:: Stated task ::
Present the rows below as a Markdown table with the columns "Line No." and "Text". Start at the line containing "Target = concrete support column" and run through the end of the rows, omitting blank lines and leaving out the pictures.

# START OF Supplied data

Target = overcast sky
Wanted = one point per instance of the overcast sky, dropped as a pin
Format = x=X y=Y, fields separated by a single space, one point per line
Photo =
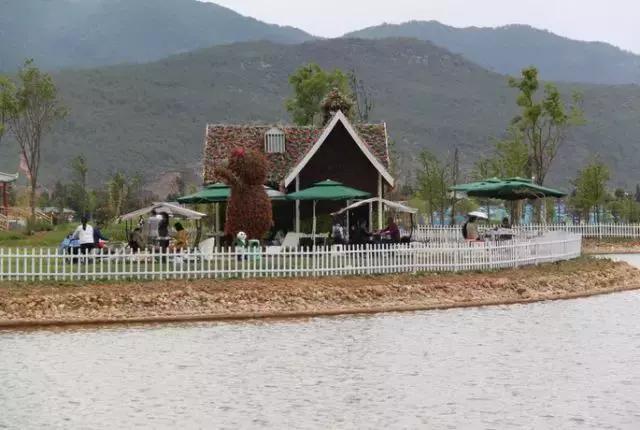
x=613 y=21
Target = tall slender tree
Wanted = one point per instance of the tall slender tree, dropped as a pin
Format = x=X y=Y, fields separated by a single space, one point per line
x=311 y=84
x=33 y=107
x=591 y=188
x=544 y=121
x=6 y=94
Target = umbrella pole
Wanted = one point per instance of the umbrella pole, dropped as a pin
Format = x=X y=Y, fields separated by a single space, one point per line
x=313 y=234
x=217 y=225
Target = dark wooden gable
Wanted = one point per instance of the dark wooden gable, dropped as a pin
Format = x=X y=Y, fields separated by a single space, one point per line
x=340 y=159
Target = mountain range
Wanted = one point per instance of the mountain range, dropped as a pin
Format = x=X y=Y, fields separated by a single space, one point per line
x=511 y=48
x=87 y=33
x=149 y=117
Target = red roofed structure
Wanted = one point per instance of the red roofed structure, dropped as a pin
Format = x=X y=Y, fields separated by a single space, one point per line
x=356 y=155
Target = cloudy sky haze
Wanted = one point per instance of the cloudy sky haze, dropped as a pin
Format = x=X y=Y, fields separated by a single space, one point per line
x=613 y=21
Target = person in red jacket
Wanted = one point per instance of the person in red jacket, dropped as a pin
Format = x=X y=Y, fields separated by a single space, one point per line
x=392 y=231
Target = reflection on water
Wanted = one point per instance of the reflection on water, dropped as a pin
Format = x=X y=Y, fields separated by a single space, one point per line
x=571 y=364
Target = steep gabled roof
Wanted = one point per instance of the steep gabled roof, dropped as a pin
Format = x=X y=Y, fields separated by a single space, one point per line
x=339 y=117
x=301 y=144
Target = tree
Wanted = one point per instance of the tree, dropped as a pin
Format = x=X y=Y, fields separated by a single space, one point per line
x=591 y=188
x=78 y=189
x=60 y=196
x=543 y=121
x=363 y=99
x=455 y=177
x=117 y=190
x=6 y=94
x=433 y=184
x=311 y=84
x=33 y=107
x=510 y=158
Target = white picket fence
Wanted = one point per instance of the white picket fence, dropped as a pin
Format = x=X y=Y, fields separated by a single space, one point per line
x=54 y=265
x=598 y=231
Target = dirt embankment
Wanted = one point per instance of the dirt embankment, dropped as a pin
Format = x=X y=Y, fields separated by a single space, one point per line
x=610 y=246
x=23 y=305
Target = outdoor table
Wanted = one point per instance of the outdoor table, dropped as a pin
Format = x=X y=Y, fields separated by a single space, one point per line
x=500 y=234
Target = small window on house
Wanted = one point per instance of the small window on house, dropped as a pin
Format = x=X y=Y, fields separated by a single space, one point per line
x=274 y=141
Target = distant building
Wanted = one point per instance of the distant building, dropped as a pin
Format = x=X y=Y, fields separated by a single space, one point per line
x=355 y=154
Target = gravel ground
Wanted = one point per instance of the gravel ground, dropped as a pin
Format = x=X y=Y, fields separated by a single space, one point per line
x=207 y=299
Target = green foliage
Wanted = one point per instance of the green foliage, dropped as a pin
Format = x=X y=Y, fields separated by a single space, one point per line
x=6 y=94
x=624 y=207
x=32 y=108
x=311 y=84
x=543 y=122
x=591 y=188
x=149 y=118
x=510 y=159
x=78 y=192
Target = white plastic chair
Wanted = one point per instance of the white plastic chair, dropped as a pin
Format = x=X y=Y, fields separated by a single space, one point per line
x=207 y=248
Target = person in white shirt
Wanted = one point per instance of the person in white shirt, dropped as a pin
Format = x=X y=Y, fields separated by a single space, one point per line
x=152 y=224
x=84 y=235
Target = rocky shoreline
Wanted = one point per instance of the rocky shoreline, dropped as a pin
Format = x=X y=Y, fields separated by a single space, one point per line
x=23 y=305
x=611 y=246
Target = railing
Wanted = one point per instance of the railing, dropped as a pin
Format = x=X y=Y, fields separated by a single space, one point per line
x=630 y=231
x=25 y=213
x=54 y=265
x=453 y=233
x=4 y=222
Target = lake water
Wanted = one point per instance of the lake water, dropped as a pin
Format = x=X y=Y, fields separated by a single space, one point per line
x=556 y=365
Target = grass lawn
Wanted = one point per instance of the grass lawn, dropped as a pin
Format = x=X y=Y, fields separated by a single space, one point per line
x=53 y=238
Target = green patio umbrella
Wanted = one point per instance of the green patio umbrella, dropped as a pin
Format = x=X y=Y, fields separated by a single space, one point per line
x=219 y=192
x=213 y=193
x=327 y=190
x=507 y=189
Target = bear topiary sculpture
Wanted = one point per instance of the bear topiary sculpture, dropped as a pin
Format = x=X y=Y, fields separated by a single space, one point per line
x=249 y=207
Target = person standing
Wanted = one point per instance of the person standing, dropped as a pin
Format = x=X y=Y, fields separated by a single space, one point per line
x=84 y=235
x=181 y=238
x=152 y=227
x=163 y=232
x=470 y=229
x=98 y=237
x=392 y=231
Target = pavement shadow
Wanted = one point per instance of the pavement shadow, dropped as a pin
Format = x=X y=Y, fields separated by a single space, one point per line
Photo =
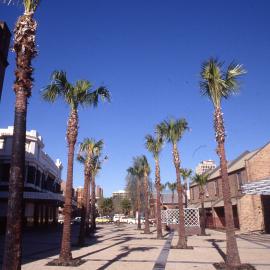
x=125 y=252
x=217 y=247
x=124 y=240
x=41 y=244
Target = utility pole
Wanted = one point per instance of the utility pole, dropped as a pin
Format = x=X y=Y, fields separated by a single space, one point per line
x=4 y=46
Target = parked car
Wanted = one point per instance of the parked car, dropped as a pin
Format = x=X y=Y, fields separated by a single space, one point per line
x=135 y=220
x=118 y=217
x=103 y=220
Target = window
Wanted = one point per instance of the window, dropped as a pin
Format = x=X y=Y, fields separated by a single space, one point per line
x=216 y=188
x=4 y=172
x=239 y=180
x=38 y=178
x=31 y=176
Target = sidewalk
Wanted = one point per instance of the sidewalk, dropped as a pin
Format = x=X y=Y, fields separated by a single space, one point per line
x=126 y=248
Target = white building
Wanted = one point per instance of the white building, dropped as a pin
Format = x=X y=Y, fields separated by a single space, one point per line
x=42 y=186
x=121 y=194
x=205 y=166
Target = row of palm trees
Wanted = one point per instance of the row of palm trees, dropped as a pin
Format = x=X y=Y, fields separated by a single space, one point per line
x=217 y=84
x=75 y=95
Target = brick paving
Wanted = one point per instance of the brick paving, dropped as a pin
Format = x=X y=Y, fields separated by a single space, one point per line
x=126 y=248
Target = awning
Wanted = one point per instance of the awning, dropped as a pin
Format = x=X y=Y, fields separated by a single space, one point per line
x=261 y=187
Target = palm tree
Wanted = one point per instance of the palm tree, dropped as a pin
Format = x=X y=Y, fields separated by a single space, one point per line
x=25 y=49
x=172 y=187
x=173 y=131
x=201 y=180
x=186 y=173
x=162 y=188
x=95 y=168
x=144 y=169
x=218 y=84
x=154 y=145
x=89 y=149
x=134 y=187
x=75 y=95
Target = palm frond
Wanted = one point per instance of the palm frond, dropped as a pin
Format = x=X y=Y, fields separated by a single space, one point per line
x=216 y=83
x=29 y=5
x=200 y=179
x=92 y=98
x=153 y=145
x=173 y=129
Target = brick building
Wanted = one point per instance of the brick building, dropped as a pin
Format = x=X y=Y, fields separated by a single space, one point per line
x=251 y=211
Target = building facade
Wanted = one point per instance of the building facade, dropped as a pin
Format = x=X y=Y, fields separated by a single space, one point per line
x=99 y=192
x=251 y=211
x=204 y=166
x=42 y=186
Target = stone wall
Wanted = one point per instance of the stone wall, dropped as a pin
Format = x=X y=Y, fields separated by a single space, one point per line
x=250 y=213
x=258 y=166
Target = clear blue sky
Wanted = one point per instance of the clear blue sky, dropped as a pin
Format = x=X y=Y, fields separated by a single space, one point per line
x=148 y=53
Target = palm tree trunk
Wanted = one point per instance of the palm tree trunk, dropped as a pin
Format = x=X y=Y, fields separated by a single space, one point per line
x=25 y=48
x=87 y=225
x=83 y=223
x=146 y=207
x=203 y=216
x=12 y=251
x=93 y=205
x=72 y=132
x=185 y=191
x=139 y=226
x=158 y=210
x=232 y=258
x=182 y=242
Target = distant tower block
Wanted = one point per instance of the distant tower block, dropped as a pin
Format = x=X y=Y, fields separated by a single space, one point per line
x=4 y=46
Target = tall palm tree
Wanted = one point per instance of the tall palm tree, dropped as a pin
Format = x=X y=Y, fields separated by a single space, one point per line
x=144 y=169
x=162 y=188
x=95 y=167
x=134 y=186
x=172 y=187
x=218 y=84
x=201 y=180
x=173 y=131
x=89 y=149
x=186 y=174
x=25 y=49
x=154 y=145
x=75 y=95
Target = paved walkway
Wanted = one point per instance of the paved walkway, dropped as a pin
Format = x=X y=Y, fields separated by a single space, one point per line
x=126 y=248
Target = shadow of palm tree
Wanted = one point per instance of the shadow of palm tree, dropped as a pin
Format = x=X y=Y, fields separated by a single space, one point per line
x=125 y=252
x=217 y=247
x=124 y=240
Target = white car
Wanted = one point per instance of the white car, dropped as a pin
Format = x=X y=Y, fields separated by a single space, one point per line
x=135 y=220
x=118 y=217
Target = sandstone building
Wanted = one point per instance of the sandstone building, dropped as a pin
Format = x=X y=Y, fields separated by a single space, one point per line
x=251 y=211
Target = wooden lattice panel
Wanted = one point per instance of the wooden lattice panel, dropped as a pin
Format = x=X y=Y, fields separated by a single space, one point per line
x=171 y=216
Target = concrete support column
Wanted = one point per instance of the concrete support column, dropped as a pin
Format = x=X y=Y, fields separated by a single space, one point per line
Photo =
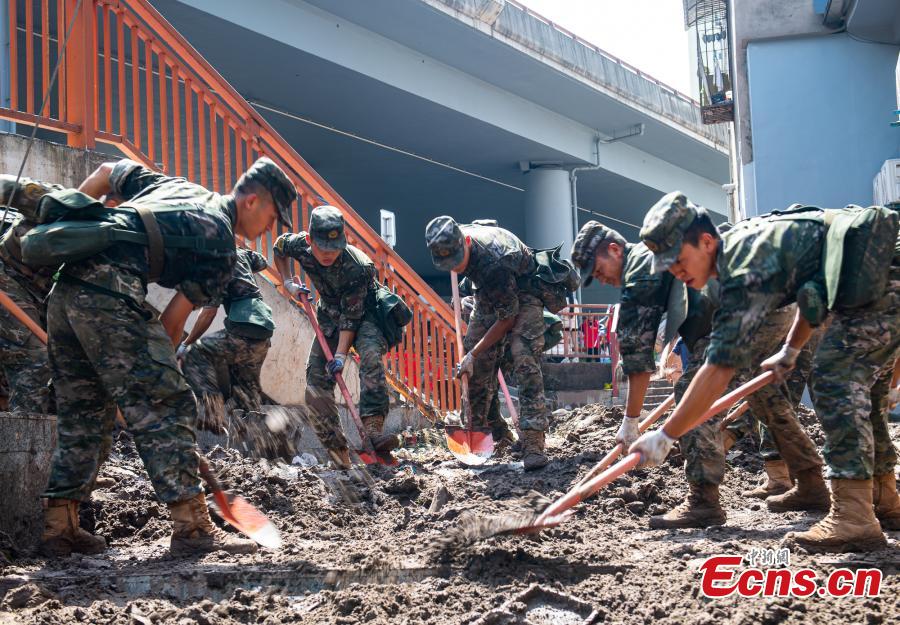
x=548 y=209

# END OF Supplied data

:: Solution below ::
| Line No. | Text |
|---|---|
| 1 | Target = concrete support column |
| 2 | Wanted = one point per instance of the concrete support column, dropped as a pin |
| 3 | Format = x=X y=Y, fields separated by a single space, one point per line |
| 4 | Photo = |
| 5 | x=548 y=209 |